• _SOURCE MATERIAL_:
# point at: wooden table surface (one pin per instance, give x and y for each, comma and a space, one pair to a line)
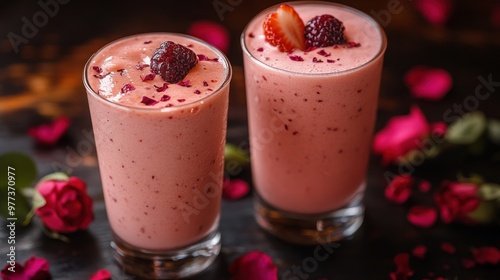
40, 78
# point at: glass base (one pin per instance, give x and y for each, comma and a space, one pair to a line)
172, 264
310, 229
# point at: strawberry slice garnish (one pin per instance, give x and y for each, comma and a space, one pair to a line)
285, 29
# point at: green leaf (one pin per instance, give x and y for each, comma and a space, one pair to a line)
23, 169
467, 130
494, 131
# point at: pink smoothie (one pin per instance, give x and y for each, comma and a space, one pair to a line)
311, 121
161, 163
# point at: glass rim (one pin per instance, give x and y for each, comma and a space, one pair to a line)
227, 80
375, 24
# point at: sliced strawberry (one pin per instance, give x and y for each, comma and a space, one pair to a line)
285, 29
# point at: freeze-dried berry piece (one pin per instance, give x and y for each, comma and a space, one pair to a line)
324, 31
172, 61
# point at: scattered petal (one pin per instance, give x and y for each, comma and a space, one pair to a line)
235, 189
212, 32
435, 11
428, 83
399, 189
403, 270
253, 265
486, 255
422, 216
49, 134
419, 251
448, 248
101, 274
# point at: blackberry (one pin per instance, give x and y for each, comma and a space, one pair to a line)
172, 61
324, 31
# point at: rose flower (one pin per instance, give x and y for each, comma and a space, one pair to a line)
67, 207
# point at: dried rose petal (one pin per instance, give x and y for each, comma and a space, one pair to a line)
49, 134
399, 189
486, 255
235, 189
403, 270
101, 274
252, 266
419, 251
33, 268
422, 216
148, 101
448, 248
428, 83
435, 11
212, 32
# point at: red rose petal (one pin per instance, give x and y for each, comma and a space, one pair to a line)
419, 251
235, 189
435, 11
428, 83
101, 274
486, 255
448, 248
252, 266
403, 270
212, 32
422, 216
399, 189
49, 134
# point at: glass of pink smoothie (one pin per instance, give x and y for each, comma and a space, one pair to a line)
160, 148
311, 117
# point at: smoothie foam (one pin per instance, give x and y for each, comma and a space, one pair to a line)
161, 165
311, 121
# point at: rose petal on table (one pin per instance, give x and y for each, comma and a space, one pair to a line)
235, 188
34, 268
211, 32
49, 134
403, 270
253, 265
422, 216
419, 251
486, 255
428, 83
399, 189
101, 274
435, 11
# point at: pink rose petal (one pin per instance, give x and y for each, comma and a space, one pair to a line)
34, 268
212, 32
486, 255
422, 216
403, 270
235, 189
428, 83
252, 266
101, 274
435, 11
399, 189
401, 135
419, 251
49, 134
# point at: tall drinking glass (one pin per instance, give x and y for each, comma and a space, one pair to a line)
160, 149
311, 118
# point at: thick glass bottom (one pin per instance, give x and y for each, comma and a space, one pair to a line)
310, 229
172, 264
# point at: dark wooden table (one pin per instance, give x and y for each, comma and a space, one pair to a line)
40, 78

• _PROBLEM DETAILS_: Give every line above again exactly, with no pictures.

• _ANSWER TO THIS EXERCISE_:
# point at: wooden table surface (one pin per instance, give x and y for each, comma and a space, one pair to a line)
40, 78
# point at: glass base (one pin per instance, give x and y for each, comma and a space, one pair to a line)
172, 264
310, 229
# point at: strawberry slice garnish (one pin per instance, give x and y for each, comma and a space, one pair to a line)
285, 29
# point at: green leaf (one pin per instance, give x and y for each, comma and a space, one pair to a line)
23, 169
467, 130
494, 131
# point at: pink smoothie (one pin per instance, give x and y for each, comma and a space, one pair to a line)
311, 121
161, 163
# point at: glass rim (one pin per instance, give x and y for each, comma and a space, one pair to a line)
227, 80
375, 24
# point at: sliced strawberry (one pin per instance, give x and y for each, comma and a space, one pair to a line)
285, 29
# point at: freeze-dried berry piece (one pin per instance, give x and y for each, comma and a space, one pair to a line)
324, 31
172, 61
# point at: scattered petal (one pin per instance, give x and y for each, comma and a space, one pair to a line)
235, 189
212, 32
435, 11
428, 83
399, 189
403, 270
253, 265
486, 255
422, 216
49, 134
419, 251
448, 248
101, 274
# point at: blackberry (one pin per instance, give x and y for each, comma and a space, one pair to a line)
172, 61
324, 31
# point at: rose flower (one pin per instance, give x and y for each, comma and a space, one pair to a line)
67, 207
# point at: dried rose petal (one pin per instance, give x and y for each, comma and a space, one pair to a line)
49, 134
399, 189
486, 255
235, 189
403, 270
101, 274
252, 266
419, 251
33, 268
422, 216
148, 101
448, 248
428, 83
435, 11
212, 32
# point at: red rose petal (one pin per instance, give x and y for each, comma and a space, one pair to a line)
419, 251
235, 189
435, 11
428, 83
101, 274
486, 255
448, 248
252, 266
403, 270
212, 32
422, 216
399, 189
49, 134
# point at: glass of pink smoothie (one pin per instance, give x and y for each, comma and a space, one pair to a line)
160, 148
311, 117
# point at: smoothie foam (one pin per instance, give x and y for each, comma and a space, one pair to a line)
161, 165
311, 121
# point at: rose petal on table (one pin per instance, give x and y for each, comma and a space, one pair to a line)
235, 188
34, 268
211, 32
49, 134
403, 270
253, 265
422, 216
419, 251
486, 255
428, 83
399, 189
101, 274
435, 11
# point at: pink rose petal (one pin per instance, give x and y for each, comma and a space, one pair to a line)
34, 268
212, 32
486, 255
422, 216
403, 270
235, 189
428, 83
252, 266
101, 274
435, 11
399, 189
401, 135
419, 251
49, 134
# point at: tall drinking glass (one pin per instance, give x and y for each, comma and a space, one pair to a line)
160, 149
311, 118
# point at: thick glass bottom (one pin per instance, give x and y for each, comma and a space, one pair to a line)
310, 229
172, 264
# point at: dark wooden table (one pin per instance, give x and y for each, comma and a space, one pair to a line)
40, 78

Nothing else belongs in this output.